═════ INFORMATION GIVEN ═════

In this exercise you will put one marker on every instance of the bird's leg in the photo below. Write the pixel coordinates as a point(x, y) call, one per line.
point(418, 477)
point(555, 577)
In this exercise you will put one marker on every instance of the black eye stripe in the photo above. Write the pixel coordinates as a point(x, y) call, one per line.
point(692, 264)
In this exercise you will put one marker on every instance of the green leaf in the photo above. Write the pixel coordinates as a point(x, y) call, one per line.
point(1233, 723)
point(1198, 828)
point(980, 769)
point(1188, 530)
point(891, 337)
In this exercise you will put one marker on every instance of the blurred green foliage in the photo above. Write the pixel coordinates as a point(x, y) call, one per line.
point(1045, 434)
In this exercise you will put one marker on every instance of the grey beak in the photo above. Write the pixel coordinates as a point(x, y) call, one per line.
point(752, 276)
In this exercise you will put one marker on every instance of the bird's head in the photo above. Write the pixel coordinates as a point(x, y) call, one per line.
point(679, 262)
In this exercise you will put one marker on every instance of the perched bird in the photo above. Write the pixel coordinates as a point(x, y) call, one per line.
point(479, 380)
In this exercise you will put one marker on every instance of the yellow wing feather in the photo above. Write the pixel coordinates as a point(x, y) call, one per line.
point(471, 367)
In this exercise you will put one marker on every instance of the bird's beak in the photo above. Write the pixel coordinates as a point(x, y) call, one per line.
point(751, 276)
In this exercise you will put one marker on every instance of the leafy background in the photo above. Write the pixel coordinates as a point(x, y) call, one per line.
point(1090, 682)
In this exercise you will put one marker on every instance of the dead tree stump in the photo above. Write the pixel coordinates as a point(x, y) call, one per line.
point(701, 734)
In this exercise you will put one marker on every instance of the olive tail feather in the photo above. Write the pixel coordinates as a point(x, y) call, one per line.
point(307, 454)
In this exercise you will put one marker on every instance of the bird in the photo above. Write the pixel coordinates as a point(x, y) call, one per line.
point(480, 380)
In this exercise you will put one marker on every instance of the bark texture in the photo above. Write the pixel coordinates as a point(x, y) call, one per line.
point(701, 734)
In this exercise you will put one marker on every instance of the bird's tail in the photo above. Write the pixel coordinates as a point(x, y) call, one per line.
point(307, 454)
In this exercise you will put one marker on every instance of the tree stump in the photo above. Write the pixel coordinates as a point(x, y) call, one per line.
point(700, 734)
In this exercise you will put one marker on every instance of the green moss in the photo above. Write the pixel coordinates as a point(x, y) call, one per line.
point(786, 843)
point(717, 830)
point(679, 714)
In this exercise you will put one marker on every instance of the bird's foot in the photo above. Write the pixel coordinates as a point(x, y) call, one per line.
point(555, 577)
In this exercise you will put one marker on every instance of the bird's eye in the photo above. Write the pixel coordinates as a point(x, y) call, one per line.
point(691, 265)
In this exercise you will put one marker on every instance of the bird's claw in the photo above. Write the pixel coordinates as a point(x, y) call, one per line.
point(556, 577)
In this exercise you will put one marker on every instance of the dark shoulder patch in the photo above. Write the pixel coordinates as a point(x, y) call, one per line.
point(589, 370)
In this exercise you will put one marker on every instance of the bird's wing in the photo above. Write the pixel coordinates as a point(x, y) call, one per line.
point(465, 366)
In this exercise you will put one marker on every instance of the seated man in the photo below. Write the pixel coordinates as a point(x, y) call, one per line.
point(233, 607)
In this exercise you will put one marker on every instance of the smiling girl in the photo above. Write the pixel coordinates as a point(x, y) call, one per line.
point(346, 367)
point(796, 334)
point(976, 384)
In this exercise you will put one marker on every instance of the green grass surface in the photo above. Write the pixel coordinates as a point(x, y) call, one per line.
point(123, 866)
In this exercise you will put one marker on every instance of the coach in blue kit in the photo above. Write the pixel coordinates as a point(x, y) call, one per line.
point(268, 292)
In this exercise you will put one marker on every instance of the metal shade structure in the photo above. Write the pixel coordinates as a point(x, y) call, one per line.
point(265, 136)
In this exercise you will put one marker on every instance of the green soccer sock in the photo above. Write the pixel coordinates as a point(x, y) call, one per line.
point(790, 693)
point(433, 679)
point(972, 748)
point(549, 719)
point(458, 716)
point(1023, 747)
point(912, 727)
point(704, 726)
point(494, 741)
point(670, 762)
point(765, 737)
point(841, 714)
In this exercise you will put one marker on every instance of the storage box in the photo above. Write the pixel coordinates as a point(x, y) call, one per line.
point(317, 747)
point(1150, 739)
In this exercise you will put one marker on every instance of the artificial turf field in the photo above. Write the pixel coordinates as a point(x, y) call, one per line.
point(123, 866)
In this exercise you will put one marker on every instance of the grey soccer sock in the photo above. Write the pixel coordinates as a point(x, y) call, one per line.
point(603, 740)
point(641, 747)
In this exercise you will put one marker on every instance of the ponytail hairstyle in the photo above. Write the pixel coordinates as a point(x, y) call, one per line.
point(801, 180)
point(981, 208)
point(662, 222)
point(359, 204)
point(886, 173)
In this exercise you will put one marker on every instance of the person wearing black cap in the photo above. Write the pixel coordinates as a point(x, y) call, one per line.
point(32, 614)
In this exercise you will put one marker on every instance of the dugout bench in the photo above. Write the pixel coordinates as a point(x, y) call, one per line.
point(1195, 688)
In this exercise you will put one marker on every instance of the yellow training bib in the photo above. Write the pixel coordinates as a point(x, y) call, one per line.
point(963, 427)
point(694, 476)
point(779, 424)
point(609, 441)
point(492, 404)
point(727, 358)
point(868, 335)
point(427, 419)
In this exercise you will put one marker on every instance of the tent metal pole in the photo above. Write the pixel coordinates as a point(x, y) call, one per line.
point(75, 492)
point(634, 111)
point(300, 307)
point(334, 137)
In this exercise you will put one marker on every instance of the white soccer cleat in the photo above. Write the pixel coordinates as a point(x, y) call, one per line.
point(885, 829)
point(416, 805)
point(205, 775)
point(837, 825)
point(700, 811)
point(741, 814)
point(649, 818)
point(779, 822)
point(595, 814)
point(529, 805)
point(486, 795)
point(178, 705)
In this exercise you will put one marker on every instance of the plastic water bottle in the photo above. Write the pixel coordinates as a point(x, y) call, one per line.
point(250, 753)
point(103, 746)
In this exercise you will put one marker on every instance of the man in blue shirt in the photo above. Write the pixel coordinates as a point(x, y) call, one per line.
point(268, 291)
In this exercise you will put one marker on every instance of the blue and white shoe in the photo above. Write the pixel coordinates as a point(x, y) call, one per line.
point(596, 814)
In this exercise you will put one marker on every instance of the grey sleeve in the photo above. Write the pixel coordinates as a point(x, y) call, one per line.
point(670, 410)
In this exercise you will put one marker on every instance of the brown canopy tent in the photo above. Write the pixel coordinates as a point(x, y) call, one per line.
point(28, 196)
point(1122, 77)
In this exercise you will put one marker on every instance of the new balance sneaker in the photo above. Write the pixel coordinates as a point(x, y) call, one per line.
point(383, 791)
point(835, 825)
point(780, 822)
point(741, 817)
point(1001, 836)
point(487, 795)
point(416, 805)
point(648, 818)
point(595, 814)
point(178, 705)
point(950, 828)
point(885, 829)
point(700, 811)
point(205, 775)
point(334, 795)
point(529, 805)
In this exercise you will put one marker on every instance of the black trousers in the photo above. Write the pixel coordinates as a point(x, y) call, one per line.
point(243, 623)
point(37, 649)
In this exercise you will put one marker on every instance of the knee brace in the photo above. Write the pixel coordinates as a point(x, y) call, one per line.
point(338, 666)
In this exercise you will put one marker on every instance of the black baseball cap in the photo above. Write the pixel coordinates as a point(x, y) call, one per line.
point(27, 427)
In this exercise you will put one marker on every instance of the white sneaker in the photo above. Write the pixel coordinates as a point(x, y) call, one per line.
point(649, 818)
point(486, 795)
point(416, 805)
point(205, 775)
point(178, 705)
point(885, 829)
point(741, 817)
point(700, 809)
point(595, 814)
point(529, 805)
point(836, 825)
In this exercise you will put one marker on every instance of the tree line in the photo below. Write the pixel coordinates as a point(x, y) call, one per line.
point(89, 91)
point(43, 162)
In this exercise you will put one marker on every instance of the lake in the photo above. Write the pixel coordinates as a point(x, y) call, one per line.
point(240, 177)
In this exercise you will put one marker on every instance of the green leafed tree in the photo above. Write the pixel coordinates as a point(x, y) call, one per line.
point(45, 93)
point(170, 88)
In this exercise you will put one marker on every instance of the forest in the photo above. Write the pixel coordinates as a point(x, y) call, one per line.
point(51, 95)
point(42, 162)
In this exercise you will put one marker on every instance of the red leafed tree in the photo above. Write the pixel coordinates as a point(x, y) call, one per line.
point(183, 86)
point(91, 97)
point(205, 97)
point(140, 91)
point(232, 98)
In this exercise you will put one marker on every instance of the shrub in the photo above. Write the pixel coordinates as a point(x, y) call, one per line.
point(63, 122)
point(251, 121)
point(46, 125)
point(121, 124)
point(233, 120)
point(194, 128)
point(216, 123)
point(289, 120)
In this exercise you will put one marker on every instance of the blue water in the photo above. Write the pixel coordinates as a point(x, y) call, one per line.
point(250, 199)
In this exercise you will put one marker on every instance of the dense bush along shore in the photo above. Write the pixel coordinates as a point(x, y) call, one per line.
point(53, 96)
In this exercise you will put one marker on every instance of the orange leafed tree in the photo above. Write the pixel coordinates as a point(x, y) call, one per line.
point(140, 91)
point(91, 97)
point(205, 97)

═════

**THE TASK**
In the records above, find the line containing "the blue water"; please retype it and every line after it through the last line, exactly and with nothing else.

**CORRECT RESPONSE**
In this exercise you will put one marker on every instance of the blue water in the photo above. Write the pixel coordinates as a point(x, y) call, one per line.
point(250, 199)
In this exercise you will put one marker on every instance of the dense bush along shore in the photo above. Write the pixel coordinates as a point(x, y) call, one per line.
point(53, 96)
In this exercise you will put one marker on every instance of the orange leafed tree in the photo above. Write the pixel coordinates as a point(x, y) call, one per line.
point(140, 91)
point(91, 97)
point(205, 97)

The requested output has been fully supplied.